▶ WHAT YOU SHOULD DO: The complete set of records should be given again verbatim.

═══ SOURCE MATERIAL ═══

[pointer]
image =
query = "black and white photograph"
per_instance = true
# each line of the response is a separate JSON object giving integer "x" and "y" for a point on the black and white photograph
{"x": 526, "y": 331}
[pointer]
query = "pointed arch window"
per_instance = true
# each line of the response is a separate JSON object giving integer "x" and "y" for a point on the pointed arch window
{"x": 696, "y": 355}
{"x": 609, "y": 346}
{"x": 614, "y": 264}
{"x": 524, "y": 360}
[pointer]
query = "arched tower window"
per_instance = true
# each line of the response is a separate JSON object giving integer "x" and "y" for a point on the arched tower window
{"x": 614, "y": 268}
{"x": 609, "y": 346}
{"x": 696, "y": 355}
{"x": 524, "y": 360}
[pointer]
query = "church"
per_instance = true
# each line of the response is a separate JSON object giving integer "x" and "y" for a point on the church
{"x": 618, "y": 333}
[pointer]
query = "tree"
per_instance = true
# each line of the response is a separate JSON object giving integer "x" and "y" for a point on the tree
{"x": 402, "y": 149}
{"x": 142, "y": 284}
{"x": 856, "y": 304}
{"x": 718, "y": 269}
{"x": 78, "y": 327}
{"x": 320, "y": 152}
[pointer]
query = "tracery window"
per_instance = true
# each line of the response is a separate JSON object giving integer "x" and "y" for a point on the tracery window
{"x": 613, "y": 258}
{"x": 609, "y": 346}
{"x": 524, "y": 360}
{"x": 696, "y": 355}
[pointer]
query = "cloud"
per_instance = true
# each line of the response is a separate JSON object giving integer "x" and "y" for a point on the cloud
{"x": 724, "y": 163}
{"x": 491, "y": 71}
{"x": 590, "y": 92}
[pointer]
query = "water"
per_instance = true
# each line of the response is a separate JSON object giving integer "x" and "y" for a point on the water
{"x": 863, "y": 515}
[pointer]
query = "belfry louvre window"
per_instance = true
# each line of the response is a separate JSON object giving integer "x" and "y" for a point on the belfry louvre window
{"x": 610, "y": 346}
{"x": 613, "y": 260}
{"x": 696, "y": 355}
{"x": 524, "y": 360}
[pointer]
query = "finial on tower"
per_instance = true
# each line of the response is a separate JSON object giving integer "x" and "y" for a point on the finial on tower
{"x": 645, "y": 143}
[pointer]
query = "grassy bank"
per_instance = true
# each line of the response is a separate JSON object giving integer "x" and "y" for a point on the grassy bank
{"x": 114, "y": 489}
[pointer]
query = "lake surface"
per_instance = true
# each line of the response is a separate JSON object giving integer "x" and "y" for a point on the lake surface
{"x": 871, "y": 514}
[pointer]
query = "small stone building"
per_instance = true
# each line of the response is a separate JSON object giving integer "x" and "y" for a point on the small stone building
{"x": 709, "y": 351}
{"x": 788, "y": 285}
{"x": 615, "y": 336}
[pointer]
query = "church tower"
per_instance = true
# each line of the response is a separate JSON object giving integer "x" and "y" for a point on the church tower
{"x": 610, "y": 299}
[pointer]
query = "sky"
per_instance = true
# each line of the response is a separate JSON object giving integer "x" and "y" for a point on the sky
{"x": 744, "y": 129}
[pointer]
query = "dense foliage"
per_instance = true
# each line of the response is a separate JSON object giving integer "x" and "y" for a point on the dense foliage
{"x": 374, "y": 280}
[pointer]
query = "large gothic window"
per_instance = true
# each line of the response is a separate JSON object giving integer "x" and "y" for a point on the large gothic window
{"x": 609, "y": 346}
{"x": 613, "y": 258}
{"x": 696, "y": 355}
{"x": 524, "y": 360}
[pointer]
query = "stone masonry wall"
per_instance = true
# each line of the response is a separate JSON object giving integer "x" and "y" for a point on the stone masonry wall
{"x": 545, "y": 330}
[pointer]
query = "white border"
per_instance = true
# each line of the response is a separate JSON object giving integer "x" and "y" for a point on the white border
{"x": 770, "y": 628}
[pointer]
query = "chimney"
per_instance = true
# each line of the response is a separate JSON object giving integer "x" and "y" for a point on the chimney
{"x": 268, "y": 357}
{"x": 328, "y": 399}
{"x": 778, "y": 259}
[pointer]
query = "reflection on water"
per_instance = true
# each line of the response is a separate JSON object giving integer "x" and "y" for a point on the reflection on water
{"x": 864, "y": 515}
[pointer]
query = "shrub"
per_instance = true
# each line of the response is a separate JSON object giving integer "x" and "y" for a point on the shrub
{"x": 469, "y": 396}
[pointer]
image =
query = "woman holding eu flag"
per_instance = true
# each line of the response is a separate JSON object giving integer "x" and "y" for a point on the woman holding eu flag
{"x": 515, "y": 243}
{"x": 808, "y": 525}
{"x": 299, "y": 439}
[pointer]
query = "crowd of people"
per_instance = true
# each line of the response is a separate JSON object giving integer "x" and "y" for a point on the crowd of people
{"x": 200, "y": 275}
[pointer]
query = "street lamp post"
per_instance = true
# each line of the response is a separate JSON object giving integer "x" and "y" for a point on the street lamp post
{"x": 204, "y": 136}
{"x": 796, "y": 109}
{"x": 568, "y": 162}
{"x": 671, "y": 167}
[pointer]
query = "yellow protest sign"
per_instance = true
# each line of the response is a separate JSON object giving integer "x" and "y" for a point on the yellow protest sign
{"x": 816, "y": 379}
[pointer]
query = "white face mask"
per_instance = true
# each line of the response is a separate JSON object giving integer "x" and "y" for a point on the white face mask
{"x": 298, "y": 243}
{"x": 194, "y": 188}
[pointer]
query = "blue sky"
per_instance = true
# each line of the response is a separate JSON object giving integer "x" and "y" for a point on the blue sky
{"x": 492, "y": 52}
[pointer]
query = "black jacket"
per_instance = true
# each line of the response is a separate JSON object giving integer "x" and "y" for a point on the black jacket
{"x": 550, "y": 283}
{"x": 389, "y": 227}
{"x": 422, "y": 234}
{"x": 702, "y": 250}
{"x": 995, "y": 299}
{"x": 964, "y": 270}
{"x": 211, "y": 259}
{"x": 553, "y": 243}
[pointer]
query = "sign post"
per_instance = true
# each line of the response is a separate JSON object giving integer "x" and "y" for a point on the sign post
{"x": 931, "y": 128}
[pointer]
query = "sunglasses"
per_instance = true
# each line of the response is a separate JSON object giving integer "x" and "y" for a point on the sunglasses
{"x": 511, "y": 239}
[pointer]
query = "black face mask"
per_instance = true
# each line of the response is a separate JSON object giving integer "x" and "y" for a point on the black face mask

═══

▶ SOLVED EXERCISE:
[pointer]
image =
query = "black and white photograph"
per_instance = true
# each line of the response is a separate JSON object giving integer "x" and "y" for a point on the black and white photograph
{"x": 526, "y": 331}
[pointer]
query = "pointed arch window"
per_instance = true
# each line of the response is a separate JSON object giving integer "x" and "y" for a point on the pointed arch window
{"x": 696, "y": 355}
{"x": 609, "y": 346}
{"x": 614, "y": 264}
{"x": 524, "y": 360}
[pointer]
query = "arched tower window"
per_instance = true
# each line of the response is a separate JSON object giving integer "x" and "y" for a point on the arched tower window
{"x": 614, "y": 268}
{"x": 609, "y": 346}
{"x": 696, "y": 355}
{"x": 524, "y": 360}
[pointer]
query = "church"
per_instance = true
# each line of the response is a separate JSON object giving integer "x" and "y" for a point on the church
{"x": 618, "y": 333}
[pointer]
query = "tree"
per_instance = true
# each line of the response is a separate JSON object giving integer "x" and "y" for a point on the tree
{"x": 402, "y": 149}
{"x": 142, "y": 284}
{"x": 856, "y": 304}
{"x": 718, "y": 269}
{"x": 78, "y": 327}
{"x": 320, "y": 152}
[pointer]
query = "tracery window"
per_instance = true
# each line of the response is a separate JSON object giving integer "x" and "y" for a point on the tracery window
{"x": 613, "y": 258}
{"x": 609, "y": 346}
{"x": 524, "y": 360}
{"x": 696, "y": 355}
[pointer]
query = "cloud"
per_instance = true
# each line of the response is a separate JSON object giving integer "x" and "y" for a point on the cloud
{"x": 724, "y": 163}
{"x": 491, "y": 71}
{"x": 590, "y": 92}
[pointer]
query = "water"
per_instance = true
# each line of the response is a separate JSON object giving integer "x" and "y" for a point on the water
{"x": 863, "y": 515}
[pointer]
query = "belfry louvre window"
per_instance = true
# each line of the response is a separate JSON object giving integer "x" and "y" for a point on the belfry louvre window
{"x": 610, "y": 346}
{"x": 613, "y": 260}
{"x": 696, "y": 355}
{"x": 524, "y": 360}
[pointer]
query = "finial on tower"
per_instance = true
# each line of the response is a separate JSON object giving integer "x" and "y" for a point on the finial on tower
{"x": 645, "y": 143}
[pointer]
query = "grassy bank"
per_instance = true
# each line of the response is a separate JSON object giving integer "x" and "y" for a point on the grassy bank
{"x": 114, "y": 489}
[pointer]
query = "lake surface"
per_instance = true
# each line of the response is a separate JSON object giving integer "x" and "y" for a point on the lake surface
{"x": 871, "y": 514}
[pointer]
query = "small stone building"
per_instance = true
# each line of the response is a separate JSON object giving integer "x" and "y" for a point on the small stone building
{"x": 709, "y": 351}
{"x": 788, "y": 285}
{"x": 615, "y": 336}
[pointer]
query = "church tower"
per_instance = true
# each line of the response is a separate JSON object giving integer "x" and "y" for a point on the church tower
{"x": 610, "y": 299}
[pointer]
query = "sky"
per_instance = true
# each line of the response is a separate JSON object giving integer "x" and "y" for a point on the sky
{"x": 744, "y": 129}
[pointer]
query = "dense foliage"
per_instance = true
# each line of the response is a separate JSON object giving integer "x" and "y" for a point on the dense foliage
{"x": 374, "y": 280}
[pointer]
query = "large gothic window"
per_instance = true
# each line of the response is a separate JSON object giving integer "x" and "y" for a point on the large gothic window
{"x": 609, "y": 346}
{"x": 613, "y": 258}
{"x": 696, "y": 355}
{"x": 524, "y": 360}
[pointer]
query = "stone masonry wall"
per_instance = true
# each line of the response is a separate JSON object giving integer "x" and "y" for a point on the stone masonry wall
{"x": 545, "y": 330}
[pointer]
query = "white border"
per_instance = true
# each line of the response is a separate JSON object giving integer "x" and "y" for a point on the white border
{"x": 770, "y": 628}
[pointer]
query = "chimney"
per_instance = true
# each line of the response is a separate JSON object giving integer "x" and "y" for a point on the chimney
{"x": 268, "y": 357}
{"x": 328, "y": 399}
{"x": 778, "y": 259}
[pointer]
query = "reflection on water"
per_instance = true
# each line of the response is a separate JSON object giving integer "x" and "y" for a point on the reflection on water
{"x": 864, "y": 515}
[pointer]
query = "shrub"
per_instance = true
# each line of the response is a separate JSON object giving integer "x" and "y" for a point on the shrub
{"x": 469, "y": 396}
[pointer]
image =
query = "woman holding eu flag"
per_instance = true
# each line of the response is a separate JSON object giving integer "x" and "y" for a point on the woman holding eu flag
{"x": 515, "y": 243}
{"x": 808, "y": 525}
{"x": 299, "y": 439}
[pointer]
query = "crowd of people"
per_instance = true
# each line of the response is a separate JSON object giving integer "x" and "y" for a point on the crowd of people
{"x": 200, "y": 275}
[pointer]
query = "street lamp post"
per_instance = true
# each line of the response is a separate JSON object giving integer "x" and "y" for a point on the street lamp post
{"x": 204, "y": 136}
{"x": 796, "y": 109}
{"x": 568, "y": 162}
{"x": 671, "y": 167}
[pointer]
query = "yellow protest sign"
per_instance = true
# each line of the response is a separate JSON object giving integer "x" and "y" for a point on the yellow protest sign
{"x": 816, "y": 379}
[pointer]
query = "white face mask"
per_instance = true
# each line of the response is a separate JSON object giving integer "x" and "y" for a point on the white face mask
{"x": 298, "y": 243}
{"x": 194, "y": 188}
[pointer]
query = "blue sky"
per_instance = true
# each line of the response is a separate JSON object giving integer "x" and "y" for a point on the blue sky
{"x": 492, "y": 52}
[pointer]
query = "black jacket"
per_instance = true
# each line of the response is a separate JSON object giving integer "x" and "y" for a point on the black jacket
{"x": 550, "y": 283}
{"x": 389, "y": 227}
{"x": 422, "y": 234}
{"x": 702, "y": 250}
{"x": 995, "y": 299}
{"x": 964, "y": 270}
{"x": 211, "y": 259}
{"x": 553, "y": 243}
[pointer]
query = "sign post"
per_instance = true
# each line of the response is a separate JSON object giving integer "x" and "y" for a point on the sign post
{"x": 931, "y": 128}
[pointer]
query = "sunglasses"
per_instance = true
# each line of the response is a separate JSON object giving integer "x" and "y" for a point on the sunglasses
{"x": 511, "y": 239}
[pointer]
query = "black face mask"
per_instance = true
# each line of the response is a separate JSON object giving integer "x" and "y" for a point on the black face mask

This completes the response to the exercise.